# [What to produce]
Copy out only those lines running from the line with "Objective — one point per instance of the blue" to the end of the listing, keeping each one exactly as it is.

— Start of Record extracts —

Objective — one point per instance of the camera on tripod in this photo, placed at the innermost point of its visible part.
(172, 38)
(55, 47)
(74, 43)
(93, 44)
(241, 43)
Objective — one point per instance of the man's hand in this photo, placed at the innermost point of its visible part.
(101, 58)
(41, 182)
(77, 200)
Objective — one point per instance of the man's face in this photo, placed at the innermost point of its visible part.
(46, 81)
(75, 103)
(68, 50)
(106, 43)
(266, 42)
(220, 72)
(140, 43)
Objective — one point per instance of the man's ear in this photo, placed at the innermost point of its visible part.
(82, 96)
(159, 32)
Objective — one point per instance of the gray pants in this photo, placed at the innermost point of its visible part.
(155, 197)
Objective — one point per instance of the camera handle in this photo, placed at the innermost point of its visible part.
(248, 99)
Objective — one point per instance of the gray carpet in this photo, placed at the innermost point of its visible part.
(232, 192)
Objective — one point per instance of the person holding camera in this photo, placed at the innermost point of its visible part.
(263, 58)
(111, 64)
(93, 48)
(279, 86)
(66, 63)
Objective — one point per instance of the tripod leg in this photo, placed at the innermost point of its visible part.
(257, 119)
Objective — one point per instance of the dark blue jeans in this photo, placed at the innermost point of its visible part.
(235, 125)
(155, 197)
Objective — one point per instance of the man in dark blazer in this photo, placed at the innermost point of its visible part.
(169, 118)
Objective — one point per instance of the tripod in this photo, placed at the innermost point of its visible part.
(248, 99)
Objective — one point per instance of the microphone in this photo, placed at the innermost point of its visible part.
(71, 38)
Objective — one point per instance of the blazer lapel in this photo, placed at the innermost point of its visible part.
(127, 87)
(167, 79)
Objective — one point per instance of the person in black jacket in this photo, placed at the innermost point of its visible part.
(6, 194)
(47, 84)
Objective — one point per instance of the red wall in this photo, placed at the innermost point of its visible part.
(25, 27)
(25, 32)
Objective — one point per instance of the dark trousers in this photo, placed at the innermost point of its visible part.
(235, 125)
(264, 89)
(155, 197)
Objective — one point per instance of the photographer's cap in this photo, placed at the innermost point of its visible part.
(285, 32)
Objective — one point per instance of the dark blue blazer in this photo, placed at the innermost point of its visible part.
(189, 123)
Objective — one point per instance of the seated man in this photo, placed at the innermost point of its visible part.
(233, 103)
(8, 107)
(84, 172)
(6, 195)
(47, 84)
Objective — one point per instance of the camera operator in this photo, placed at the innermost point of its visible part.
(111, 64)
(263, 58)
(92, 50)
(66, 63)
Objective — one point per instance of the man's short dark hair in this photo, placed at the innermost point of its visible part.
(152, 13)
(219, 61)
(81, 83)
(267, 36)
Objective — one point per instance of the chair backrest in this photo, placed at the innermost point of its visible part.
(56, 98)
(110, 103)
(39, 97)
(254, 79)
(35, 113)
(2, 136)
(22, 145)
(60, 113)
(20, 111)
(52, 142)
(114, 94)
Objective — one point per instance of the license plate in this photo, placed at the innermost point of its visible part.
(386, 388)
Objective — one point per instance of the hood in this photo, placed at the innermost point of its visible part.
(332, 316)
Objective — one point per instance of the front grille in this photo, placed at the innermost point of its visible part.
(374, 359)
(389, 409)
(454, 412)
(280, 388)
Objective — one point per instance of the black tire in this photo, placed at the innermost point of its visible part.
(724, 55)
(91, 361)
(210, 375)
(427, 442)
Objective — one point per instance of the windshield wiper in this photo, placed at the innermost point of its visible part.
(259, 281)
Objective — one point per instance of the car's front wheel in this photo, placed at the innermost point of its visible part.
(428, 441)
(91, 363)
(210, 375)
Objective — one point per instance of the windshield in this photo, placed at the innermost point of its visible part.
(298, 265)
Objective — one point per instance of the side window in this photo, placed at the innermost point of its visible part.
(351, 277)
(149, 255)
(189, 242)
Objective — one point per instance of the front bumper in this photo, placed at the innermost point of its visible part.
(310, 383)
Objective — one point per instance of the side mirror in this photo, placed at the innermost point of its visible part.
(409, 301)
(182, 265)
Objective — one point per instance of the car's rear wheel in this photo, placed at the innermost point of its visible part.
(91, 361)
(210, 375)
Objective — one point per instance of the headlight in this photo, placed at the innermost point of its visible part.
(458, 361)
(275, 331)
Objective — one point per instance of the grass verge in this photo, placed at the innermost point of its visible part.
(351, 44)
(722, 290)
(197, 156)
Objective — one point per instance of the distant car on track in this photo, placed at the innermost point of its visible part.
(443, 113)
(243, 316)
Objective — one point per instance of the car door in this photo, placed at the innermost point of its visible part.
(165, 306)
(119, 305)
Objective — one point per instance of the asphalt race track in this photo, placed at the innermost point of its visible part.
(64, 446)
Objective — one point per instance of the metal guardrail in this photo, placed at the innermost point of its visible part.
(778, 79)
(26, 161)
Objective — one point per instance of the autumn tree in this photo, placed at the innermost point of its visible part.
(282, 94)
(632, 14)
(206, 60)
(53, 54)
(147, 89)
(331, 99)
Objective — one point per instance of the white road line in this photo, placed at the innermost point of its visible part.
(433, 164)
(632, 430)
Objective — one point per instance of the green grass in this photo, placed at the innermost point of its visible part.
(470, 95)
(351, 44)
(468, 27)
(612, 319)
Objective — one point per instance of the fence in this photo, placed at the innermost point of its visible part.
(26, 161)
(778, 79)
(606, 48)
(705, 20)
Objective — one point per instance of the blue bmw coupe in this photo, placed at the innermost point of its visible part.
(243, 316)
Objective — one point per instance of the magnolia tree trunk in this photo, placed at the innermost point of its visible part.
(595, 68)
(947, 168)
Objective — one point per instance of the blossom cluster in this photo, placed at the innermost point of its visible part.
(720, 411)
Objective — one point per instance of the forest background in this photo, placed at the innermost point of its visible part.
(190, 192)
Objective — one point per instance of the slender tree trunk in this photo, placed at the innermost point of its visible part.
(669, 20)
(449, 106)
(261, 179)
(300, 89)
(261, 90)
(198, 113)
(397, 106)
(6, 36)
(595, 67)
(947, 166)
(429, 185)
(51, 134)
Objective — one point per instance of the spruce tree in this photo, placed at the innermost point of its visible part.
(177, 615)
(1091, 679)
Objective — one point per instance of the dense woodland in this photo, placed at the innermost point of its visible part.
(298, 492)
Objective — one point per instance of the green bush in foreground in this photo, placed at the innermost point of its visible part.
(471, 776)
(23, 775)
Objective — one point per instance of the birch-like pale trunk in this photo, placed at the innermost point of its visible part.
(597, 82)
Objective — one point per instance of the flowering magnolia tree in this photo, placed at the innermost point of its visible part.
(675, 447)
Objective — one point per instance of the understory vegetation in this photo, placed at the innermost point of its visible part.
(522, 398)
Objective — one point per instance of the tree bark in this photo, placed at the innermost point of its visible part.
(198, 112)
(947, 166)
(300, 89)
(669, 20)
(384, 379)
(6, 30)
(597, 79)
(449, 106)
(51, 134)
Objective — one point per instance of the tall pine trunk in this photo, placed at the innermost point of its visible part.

— End of Record extracts —

# [The solution]
Objective — one point per instance of the blue bmw coupe in this photo, placed at the innermost point of its visible part.
(243, 316)
Objective — one point per instance of the magnolia tree trunk in this photo, placed at the innermost point of its visible part.
(595, 68)
(947, 168)
Objective — one point per instance of the blossom cluster in this photo, placed at the innermost point of its visible part.
(720, 411)
Objective — one point per instance of the forest background in this photo, placed at the innermost point of its visible part.
(190, 192)
Objective — one point per instance of the slender tree trunk in this photo, placed at the innermost point of its visible part.
(669, 20)
(449, 106)
(261, 179)
(300, 89)
(261, 90)
(198, 113)
(397, 106)
(6, 36)
(595, 67)
(947, 166)
(429, 185)
(51, 134)
Objective — one point per instance of the spruce tree in this photo, placed at the innermost point of its visible part.
(177, 615)
(1091, 679)
Objective — one point per instance of the dense woodland in this photo, placed at the innermost point of its visible part.
(298, 492)
Objective — one point per instance of the green bush in foreground in this photo, placed at the innermost point of its visible part.
(471, 776)
(23, 775)
Objective — one point per instance of the birch-like pale trunk in this photo, placed at the innermost point of its visible part.
(597, 82)
Objective — one point per instance of the flowering magnolia tree in this photo, placed at the innermost point of its visible part.
(675, 447)
Objective — one point per instance of the understory vegetation in this photo, placed at the innermost point of its visible part.
(522, 398)
Objective — one point per instance of the tree bark in this photo, placed at the innermost point of its visible part.
(198, 112)
(947, 166)
(300, 89)
(669, 20)
(384, 379)
(6, 30)
(597, 79)
(449, 106)
(51, 134)
Objective — one point per instance of the tall pine trunk in this photo, placed at the innermost point of its visible part.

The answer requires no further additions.